↓

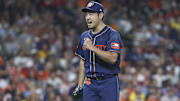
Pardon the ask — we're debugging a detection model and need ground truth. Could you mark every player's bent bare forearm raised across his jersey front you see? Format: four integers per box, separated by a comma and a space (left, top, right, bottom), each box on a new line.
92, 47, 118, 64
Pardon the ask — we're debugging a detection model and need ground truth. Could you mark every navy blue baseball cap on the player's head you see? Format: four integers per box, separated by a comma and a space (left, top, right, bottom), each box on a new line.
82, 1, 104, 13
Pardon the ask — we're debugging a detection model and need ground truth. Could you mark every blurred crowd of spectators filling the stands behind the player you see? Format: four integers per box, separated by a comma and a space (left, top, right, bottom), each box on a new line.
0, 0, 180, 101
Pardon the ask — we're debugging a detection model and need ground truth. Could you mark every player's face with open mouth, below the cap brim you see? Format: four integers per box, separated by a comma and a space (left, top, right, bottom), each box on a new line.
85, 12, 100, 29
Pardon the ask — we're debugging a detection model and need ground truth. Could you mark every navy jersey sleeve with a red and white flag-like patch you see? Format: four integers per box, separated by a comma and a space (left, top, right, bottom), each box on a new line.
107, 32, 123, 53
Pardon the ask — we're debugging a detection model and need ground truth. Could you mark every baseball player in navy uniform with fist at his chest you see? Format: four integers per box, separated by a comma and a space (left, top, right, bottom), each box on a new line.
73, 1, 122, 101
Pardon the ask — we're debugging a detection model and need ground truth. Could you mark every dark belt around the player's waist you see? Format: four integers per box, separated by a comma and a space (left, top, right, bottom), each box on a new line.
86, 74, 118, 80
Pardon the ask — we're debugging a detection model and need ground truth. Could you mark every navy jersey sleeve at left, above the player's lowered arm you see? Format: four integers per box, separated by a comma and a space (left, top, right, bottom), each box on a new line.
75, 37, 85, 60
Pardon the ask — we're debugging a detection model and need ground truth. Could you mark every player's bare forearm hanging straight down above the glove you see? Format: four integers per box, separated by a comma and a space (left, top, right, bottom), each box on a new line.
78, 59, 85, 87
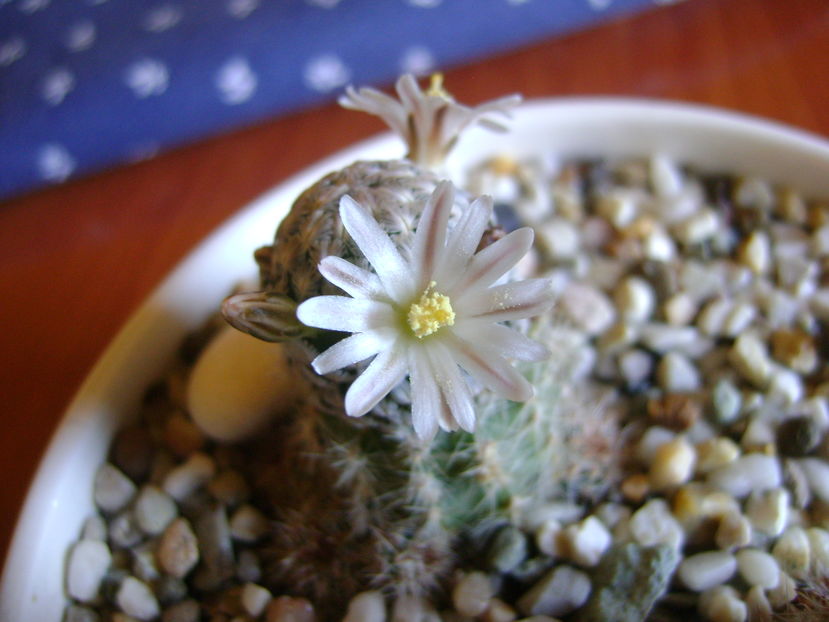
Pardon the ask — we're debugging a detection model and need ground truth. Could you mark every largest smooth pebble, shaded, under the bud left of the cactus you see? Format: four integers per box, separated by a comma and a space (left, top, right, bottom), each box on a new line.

↑
↓

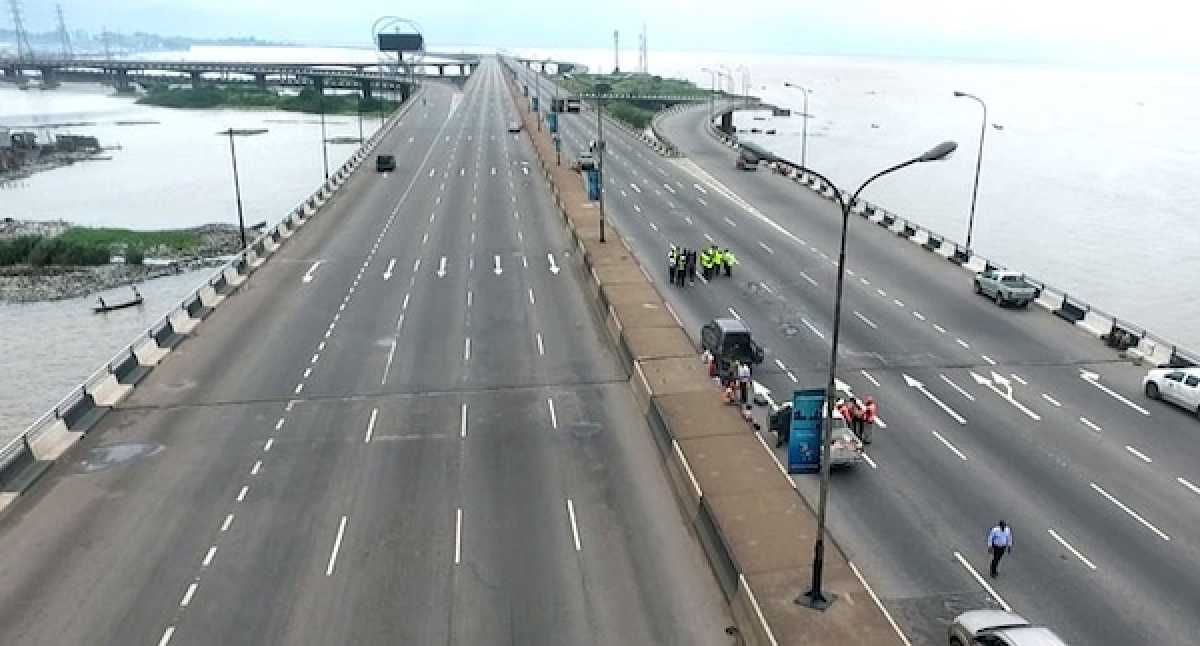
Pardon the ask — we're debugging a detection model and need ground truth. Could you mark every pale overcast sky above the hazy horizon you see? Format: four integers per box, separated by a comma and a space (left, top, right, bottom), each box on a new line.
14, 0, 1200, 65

↑

Work task – Give again the stretch of the entries above that begins at the line with "jersey sleeve at" and ends at the line with "mark every largest", word for word, with no pictures.

Your solution –
Pardon the ask — we're debugging a detection model and need ground truth. Could you mark every navy jersey sleeve at left, above the player's lowered arm you see? Format: four integers per box, separated by a comma and a space (left, top, right, bottom), each box on a new line.
75, 37, 85, 60
Pardon the ask — we're debugging a detection model and need ground truth. Could you mark every player's bare forearm hanging straight down above the glove you see? Format: four integers per box, separated by a comma and a space (left, top, right, bottom), each box on a new line.
78, 59, 85, 87
Pardon the ask — we're debugging a detection model and need ground truth. Could you mark every largest smooth pebble, shaded, under the bud left of the cactus you see? Format: four integers per box, separated by a comma and a space (left, top, right, bottom), each box on a new line.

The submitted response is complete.